> [What is needed]: With the line containing "Spot the palm tree in" as the first line and the last line of the records as the final one, reproduce that range exactly.
-- begin --
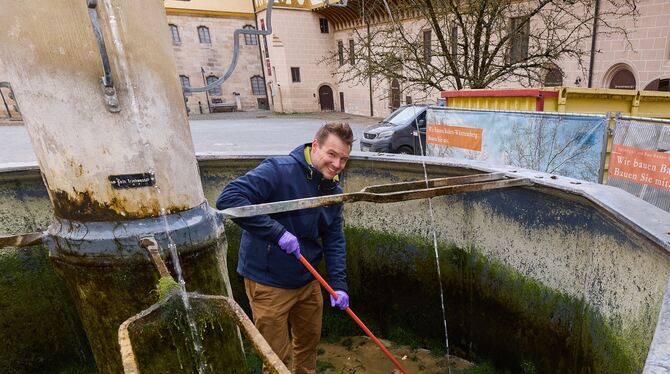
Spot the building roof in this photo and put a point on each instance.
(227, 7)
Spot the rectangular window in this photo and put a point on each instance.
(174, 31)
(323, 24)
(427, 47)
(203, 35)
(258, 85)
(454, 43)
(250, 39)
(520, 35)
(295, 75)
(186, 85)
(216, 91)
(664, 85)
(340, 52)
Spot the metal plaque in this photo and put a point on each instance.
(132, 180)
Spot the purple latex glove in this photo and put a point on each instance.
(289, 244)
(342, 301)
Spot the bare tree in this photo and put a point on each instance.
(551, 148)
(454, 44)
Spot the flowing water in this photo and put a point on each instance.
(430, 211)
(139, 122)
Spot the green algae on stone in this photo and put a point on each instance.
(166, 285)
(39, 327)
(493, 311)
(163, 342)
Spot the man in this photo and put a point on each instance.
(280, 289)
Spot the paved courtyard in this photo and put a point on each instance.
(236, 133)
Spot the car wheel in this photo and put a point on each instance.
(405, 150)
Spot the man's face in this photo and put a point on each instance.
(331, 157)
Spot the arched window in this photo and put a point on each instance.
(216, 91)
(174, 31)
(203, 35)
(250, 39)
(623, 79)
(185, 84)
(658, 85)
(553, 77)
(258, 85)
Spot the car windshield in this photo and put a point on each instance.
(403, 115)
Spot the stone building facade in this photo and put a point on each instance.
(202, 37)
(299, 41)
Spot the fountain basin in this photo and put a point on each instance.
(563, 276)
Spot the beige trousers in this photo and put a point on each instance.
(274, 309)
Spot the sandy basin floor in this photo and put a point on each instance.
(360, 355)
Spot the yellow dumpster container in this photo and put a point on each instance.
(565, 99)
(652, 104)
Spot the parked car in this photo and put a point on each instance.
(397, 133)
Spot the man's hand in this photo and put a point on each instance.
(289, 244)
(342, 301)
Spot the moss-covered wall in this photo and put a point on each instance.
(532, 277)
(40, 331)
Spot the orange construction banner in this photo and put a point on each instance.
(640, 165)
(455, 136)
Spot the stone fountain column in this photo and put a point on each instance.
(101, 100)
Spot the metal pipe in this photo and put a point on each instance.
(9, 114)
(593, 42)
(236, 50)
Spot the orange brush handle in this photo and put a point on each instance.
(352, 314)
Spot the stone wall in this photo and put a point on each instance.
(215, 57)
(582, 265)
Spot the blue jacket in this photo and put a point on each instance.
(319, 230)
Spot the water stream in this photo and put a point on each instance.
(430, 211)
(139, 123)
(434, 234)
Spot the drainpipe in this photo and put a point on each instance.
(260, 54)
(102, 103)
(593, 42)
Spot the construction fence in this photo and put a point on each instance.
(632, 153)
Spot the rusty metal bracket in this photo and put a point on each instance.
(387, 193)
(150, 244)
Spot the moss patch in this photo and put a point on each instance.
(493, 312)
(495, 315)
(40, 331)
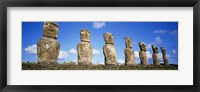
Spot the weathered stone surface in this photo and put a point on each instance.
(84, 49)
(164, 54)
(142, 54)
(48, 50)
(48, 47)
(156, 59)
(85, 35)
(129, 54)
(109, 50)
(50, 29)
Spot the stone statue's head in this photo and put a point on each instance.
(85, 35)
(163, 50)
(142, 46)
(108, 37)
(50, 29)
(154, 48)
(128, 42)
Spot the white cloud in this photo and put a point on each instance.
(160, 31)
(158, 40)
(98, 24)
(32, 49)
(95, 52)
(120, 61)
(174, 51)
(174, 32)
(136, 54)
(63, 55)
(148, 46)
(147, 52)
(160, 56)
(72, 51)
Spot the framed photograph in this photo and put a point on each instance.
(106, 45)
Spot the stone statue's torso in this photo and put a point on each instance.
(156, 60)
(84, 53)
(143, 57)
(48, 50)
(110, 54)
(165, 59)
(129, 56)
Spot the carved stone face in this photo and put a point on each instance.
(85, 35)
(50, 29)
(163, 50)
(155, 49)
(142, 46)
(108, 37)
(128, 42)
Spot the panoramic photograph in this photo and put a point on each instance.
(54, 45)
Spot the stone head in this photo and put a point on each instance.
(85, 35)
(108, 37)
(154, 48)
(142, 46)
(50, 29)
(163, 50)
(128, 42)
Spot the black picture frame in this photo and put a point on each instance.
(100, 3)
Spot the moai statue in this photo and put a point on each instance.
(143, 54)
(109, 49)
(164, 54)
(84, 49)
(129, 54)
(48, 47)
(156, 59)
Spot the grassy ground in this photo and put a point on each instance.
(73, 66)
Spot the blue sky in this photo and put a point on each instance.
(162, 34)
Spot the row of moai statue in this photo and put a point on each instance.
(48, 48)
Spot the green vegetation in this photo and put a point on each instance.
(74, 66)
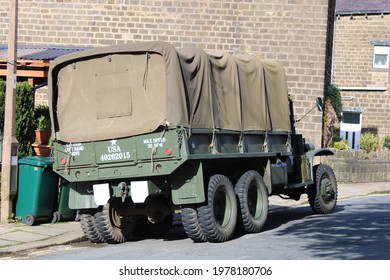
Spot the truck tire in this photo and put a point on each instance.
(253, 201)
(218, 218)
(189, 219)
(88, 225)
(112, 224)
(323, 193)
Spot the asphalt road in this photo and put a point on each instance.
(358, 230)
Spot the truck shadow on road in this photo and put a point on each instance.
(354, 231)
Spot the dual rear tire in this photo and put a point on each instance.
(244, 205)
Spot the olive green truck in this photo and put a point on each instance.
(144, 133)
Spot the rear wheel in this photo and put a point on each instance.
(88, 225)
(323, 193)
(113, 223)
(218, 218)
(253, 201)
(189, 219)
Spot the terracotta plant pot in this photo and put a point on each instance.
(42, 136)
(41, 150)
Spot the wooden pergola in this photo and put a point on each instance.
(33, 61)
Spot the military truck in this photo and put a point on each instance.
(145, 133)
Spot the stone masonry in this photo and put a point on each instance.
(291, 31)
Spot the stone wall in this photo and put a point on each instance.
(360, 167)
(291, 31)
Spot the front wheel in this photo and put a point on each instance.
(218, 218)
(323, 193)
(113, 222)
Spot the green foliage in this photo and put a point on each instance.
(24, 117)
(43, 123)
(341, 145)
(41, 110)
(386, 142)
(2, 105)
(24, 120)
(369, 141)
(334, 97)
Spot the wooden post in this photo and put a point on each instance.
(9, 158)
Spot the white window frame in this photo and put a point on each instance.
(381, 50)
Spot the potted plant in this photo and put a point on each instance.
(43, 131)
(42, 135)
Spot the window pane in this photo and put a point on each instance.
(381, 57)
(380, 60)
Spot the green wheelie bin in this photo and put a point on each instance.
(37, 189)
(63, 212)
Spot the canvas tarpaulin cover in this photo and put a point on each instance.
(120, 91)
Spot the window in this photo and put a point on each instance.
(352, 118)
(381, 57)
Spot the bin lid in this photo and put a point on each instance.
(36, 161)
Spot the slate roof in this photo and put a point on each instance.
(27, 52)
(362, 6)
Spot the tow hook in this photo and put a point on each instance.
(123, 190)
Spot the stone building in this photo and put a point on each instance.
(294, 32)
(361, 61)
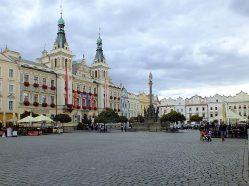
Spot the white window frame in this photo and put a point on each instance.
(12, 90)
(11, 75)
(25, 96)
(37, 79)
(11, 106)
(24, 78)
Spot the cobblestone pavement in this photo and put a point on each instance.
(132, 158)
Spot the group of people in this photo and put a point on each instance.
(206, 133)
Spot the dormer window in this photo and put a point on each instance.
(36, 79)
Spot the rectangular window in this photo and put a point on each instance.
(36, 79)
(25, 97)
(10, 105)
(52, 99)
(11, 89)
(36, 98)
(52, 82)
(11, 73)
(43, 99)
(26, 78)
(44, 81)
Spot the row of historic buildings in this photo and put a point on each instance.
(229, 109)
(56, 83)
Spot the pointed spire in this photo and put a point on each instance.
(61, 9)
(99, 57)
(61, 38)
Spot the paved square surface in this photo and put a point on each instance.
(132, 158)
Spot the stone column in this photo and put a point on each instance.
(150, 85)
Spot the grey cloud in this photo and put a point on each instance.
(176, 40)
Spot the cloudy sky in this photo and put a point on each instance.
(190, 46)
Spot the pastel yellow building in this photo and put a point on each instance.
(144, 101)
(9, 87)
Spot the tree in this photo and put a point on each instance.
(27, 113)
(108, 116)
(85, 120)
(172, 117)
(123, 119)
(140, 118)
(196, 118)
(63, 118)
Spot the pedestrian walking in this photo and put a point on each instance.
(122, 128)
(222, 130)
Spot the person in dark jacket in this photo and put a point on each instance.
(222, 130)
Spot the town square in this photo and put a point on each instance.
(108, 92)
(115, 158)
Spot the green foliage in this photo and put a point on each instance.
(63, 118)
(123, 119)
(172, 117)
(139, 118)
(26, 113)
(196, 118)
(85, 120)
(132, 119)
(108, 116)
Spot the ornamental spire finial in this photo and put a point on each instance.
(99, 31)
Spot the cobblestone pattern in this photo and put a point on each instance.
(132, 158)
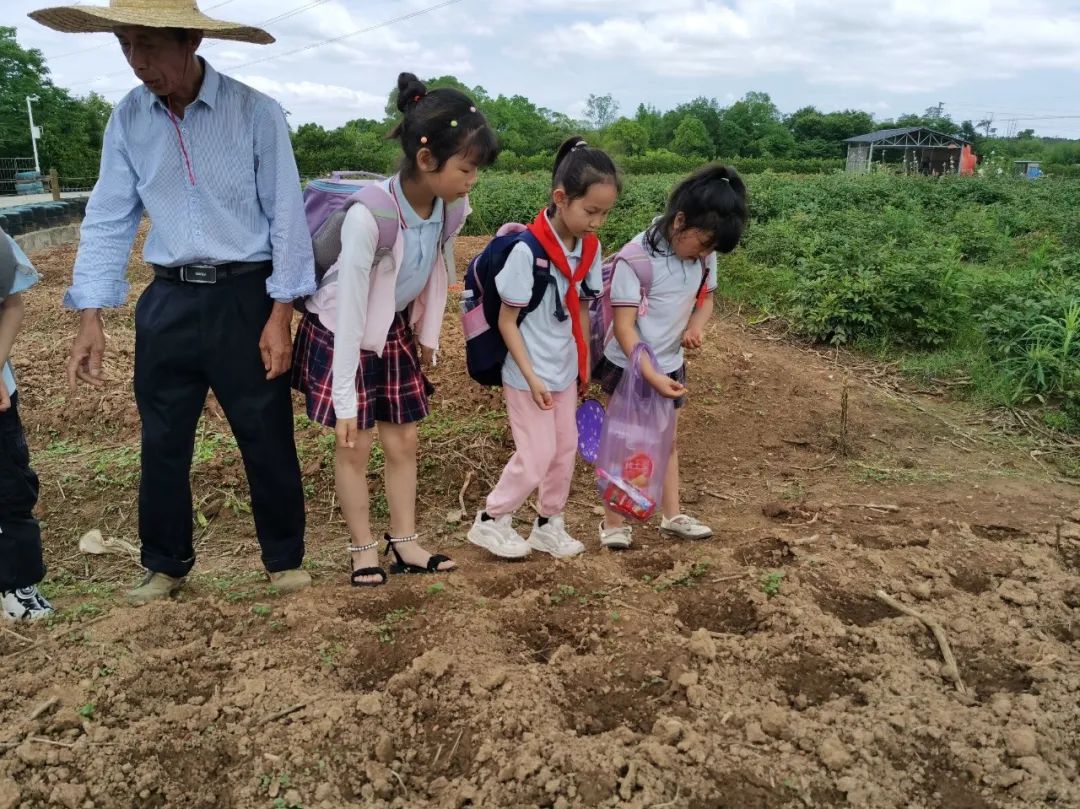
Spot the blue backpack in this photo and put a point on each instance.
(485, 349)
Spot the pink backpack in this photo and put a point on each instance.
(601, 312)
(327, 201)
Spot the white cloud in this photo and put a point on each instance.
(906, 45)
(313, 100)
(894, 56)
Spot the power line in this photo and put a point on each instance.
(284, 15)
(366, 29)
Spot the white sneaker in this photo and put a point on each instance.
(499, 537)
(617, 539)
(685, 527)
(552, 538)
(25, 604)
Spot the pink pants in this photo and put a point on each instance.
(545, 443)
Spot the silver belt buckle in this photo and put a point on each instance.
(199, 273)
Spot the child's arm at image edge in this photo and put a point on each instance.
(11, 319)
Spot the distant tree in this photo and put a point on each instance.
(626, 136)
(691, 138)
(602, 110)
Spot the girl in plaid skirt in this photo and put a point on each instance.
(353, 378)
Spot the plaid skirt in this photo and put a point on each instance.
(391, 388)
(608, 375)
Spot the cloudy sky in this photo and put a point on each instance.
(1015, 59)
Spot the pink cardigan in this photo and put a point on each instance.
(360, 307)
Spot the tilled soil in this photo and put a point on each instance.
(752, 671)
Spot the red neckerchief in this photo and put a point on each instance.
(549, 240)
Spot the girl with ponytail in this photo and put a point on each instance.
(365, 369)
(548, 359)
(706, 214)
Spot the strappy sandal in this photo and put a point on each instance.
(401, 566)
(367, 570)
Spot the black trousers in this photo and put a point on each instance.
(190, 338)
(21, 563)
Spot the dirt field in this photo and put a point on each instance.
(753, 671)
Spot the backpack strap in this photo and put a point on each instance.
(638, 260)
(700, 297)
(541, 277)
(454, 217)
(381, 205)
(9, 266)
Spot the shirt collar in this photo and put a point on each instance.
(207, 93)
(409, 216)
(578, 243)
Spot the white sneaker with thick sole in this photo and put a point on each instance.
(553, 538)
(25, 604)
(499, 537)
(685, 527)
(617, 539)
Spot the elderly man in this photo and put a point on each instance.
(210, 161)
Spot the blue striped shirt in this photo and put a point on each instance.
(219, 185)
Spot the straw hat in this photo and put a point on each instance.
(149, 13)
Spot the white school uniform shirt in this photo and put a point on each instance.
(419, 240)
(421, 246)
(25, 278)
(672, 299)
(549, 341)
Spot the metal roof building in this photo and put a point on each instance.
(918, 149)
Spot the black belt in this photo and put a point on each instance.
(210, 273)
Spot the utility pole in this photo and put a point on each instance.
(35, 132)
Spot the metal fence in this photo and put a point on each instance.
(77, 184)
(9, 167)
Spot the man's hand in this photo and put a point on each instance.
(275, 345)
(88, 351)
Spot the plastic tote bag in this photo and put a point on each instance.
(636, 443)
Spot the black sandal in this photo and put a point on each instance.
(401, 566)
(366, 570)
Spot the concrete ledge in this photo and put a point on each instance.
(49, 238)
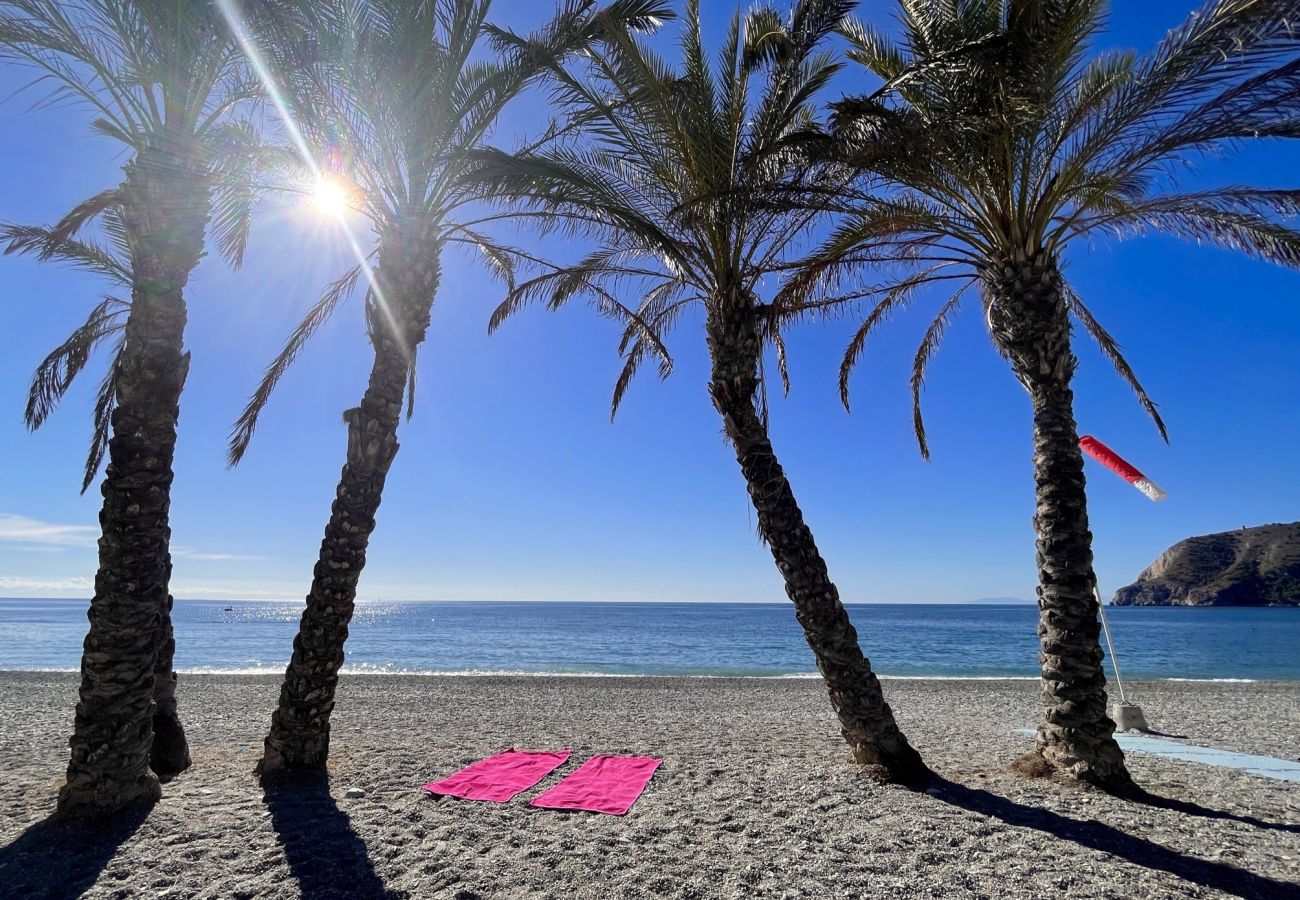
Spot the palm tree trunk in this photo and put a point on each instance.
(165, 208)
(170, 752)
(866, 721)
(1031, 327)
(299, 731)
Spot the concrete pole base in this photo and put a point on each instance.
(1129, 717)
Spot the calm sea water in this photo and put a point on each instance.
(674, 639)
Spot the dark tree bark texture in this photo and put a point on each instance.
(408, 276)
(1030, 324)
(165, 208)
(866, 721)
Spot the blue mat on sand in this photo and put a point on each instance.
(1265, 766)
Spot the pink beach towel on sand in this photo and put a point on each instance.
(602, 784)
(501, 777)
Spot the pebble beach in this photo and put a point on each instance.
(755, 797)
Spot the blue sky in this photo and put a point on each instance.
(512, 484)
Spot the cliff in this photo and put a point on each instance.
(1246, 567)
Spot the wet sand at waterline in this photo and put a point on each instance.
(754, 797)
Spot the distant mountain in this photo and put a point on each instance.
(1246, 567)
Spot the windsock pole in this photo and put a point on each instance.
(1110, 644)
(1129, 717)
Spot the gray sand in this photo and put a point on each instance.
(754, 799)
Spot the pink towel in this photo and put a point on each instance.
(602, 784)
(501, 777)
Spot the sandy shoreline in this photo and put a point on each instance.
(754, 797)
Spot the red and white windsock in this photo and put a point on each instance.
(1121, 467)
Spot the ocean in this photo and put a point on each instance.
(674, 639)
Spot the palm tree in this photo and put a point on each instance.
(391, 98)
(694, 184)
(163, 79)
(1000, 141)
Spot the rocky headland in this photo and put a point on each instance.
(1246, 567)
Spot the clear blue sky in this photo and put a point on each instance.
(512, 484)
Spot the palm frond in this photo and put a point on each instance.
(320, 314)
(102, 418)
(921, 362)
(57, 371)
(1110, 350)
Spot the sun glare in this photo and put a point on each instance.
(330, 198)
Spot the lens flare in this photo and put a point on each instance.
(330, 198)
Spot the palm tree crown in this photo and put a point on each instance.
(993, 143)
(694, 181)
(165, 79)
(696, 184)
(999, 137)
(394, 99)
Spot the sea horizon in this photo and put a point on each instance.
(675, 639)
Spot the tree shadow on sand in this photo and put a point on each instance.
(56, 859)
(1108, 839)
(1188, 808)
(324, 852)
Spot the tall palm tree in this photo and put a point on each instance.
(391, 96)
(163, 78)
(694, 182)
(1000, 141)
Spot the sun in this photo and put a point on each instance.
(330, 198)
-- end --
> [Correct response]:
Spot the palm tree in this photo and put a point on each instance.
(391, 98)
(694, 184)
(163, 79)
(1000, 141)
Spot the rocky headland in this photo and put a point on each instance.
(1246, 567)
Spot the clear blue sky in this photo and put a point on each instance.
(512, 484)
Spot the palm frond in this photo and put a point on each instance.
(320, 314)
(102, 418)
(921, 362)
(57, 371)
(1110, 350)
Spot the sun glare in this photo and put a point on each instance.
(330, 198)
Spot the lens flare in this photo and put a point on each instance.
(330, 198)
Spot the palm tree crown in this photo and put a point on each instance.
(993, 143)
(694, 181)
(165, 79)
(696, 184)
(999, 137)
(394, 99)
Spot the sea horizon in this photo and put a point on each instance.
(675, 639)
Spot the tree shadow on sand in this photo and put a point on each instance.
(56, 859)
(1108, 839)
(1188, 808)
(324, 852)
Spot the tall palm tree in this photo and put a point on each instance.
(391, 96)
(163, 78)
(694, 182)
(1000, 141)
Spot the sun in this photo and put a point on each instance.
(330, 198)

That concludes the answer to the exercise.